### Excerpt
Getting Data In

Parse JSON nested inside a Windows Event

tjreynol
Engager

Hello, I am looking for a way to parse the JSON data that exists in the "Message" body of a set of Windows Events. Ideally I would like it such that my team only has to put in search terms for the sourcetype and the fields will be extracted and formatted appropriately. However, I would settle for simply creating a bunch of saved searches\reports and instructing my team to use those.

Here is an example record:

09/19/2017 11:42:20 AM
LogName=PowerShell-Endpoint-IMS-APISession
SourceName=PowerShell-Endpoint-IMS-APISession-Source
EventCode=1000
EventType=4
Type=Information
ComputerName=SOME_MACHINE.some.domain.tld
TaskCategory=None
OpCode=Info
RecordNumber=2275
Keywords=Classic
Message={
    "Message":  "User, jdoe, is already Lync-enabled.",
    "CorrelationId":  "38d97480-08a0-4e81-971c-8ab3f68747bc",
    "SessionInfo":  {
                        "SessionConfigurationName":  "IMS-APISession",
                        "SessionConnectionString":  "http://some_machine:5985/wsman?PSVersion=5.1.14393.1715",
                        "RunspaceID":  "044d7c40-1de2-4c20-ad74-3745c3d99ac3",
                        "ProcessID":  2412,
                        "ClientIP":  "169.68.128.128",
                        "SessionUser":  "DOMAIN\\sessionuser",
                        "RunAsUser":  "DOMAIN\\runasuser"

### Work to be completed
Reproduce the forum thread on parsing JSON nested inside a Windows Event in full, word for word.

Dataset excerpt
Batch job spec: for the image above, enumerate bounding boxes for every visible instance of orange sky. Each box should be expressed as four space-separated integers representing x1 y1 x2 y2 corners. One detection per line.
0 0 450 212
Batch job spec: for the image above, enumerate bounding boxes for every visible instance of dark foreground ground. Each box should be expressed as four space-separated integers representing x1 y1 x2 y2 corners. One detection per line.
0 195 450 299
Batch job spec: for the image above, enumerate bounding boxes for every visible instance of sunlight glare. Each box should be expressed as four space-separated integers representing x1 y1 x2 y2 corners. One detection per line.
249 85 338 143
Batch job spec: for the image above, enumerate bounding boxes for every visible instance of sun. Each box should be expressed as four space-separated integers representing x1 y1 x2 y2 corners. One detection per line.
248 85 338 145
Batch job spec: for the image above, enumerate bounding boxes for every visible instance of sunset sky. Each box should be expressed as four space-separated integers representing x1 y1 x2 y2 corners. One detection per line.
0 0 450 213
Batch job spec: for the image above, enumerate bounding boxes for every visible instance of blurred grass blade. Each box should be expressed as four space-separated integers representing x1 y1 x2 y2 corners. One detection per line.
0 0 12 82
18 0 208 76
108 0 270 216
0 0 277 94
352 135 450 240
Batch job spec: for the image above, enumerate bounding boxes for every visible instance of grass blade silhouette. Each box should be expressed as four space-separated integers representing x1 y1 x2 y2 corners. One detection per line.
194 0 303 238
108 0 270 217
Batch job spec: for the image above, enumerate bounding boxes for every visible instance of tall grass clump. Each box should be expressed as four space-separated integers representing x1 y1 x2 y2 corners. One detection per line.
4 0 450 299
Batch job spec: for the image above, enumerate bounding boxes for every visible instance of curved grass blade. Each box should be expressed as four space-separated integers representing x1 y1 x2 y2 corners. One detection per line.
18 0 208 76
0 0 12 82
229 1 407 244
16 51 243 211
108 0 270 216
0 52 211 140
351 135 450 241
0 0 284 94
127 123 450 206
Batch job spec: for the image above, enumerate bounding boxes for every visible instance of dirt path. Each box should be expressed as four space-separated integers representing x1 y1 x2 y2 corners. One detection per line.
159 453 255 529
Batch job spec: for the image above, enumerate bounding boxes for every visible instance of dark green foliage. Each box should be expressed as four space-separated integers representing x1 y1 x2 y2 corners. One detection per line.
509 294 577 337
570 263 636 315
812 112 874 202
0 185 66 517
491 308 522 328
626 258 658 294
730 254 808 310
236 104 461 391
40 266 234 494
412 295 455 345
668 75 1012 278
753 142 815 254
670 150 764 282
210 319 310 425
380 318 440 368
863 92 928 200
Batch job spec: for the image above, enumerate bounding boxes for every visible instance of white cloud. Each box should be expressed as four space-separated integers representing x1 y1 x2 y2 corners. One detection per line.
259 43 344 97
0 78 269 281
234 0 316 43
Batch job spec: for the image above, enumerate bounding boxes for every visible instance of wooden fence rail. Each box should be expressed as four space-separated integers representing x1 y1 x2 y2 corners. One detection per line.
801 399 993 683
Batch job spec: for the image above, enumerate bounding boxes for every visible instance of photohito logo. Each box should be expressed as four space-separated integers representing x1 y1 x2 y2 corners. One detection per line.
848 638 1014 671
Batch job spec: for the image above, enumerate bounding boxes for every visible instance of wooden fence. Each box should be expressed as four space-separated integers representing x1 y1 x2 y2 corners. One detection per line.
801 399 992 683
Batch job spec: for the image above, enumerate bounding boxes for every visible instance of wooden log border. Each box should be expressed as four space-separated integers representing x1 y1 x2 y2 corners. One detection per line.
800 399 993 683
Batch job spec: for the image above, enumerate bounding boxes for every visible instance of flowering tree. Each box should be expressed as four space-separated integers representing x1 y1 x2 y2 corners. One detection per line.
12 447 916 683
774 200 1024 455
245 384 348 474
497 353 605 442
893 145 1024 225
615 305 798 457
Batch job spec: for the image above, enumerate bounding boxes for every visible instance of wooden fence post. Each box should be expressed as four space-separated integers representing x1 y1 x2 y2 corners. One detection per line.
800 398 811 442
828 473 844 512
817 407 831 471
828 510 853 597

### Output of the task
Getting Data In

Parse JSON nested inside a Windows Event

tjreynol
Engager

Hello, I am looking for a way to parse the JSON data that exists in the "Message" body of a set of Windows Events. Ideally I would like it such that my team only has to put in search terms for the sourcetype and the fields will be extracted and formatted appropriately. However, I would settle for simply creating a bunch of saved searches\reports and instructing my team to use those.

Here is an example record:

09/19/2017 11:42:20 AM
LogName=PowerShell-Endpoint-IMS-APISession
SourceName=PowerShell-Endpoint-IMS-APISession-Source
EventCode=1000
EventType=4
Type=Information
ComputerName=SOME_MACHINE.some.domain.tld
TaskCategory=None
OpCode=Info
RecordNumber=2275
Keywords=Classic
Message={
    "Message":  "User, jdoe, is already Lync-enabled.",
    "CorrelationId":  "38d97480-08a0-4e81-971c-8ab3f68747bc",
    "SessionInfo":  {
                        "SessionConfigurationName":  "IMS-APISession",
                        "SessionConnectionString":  "http://some_machine:5985/wsman?PSVersion=5.1.14393.1715",
                        "RunspaceID":  "044d7c40-1de2-4c20-ad74-3745c3d99ac3",
                        "ProcessID":  2412,
                        "ClientIP":  "169.68.128.128",
                        "SessionUser":  "DOMAIN\\sessionuser",
                        "RunAsUser":  "DOMAIN\\runasuser"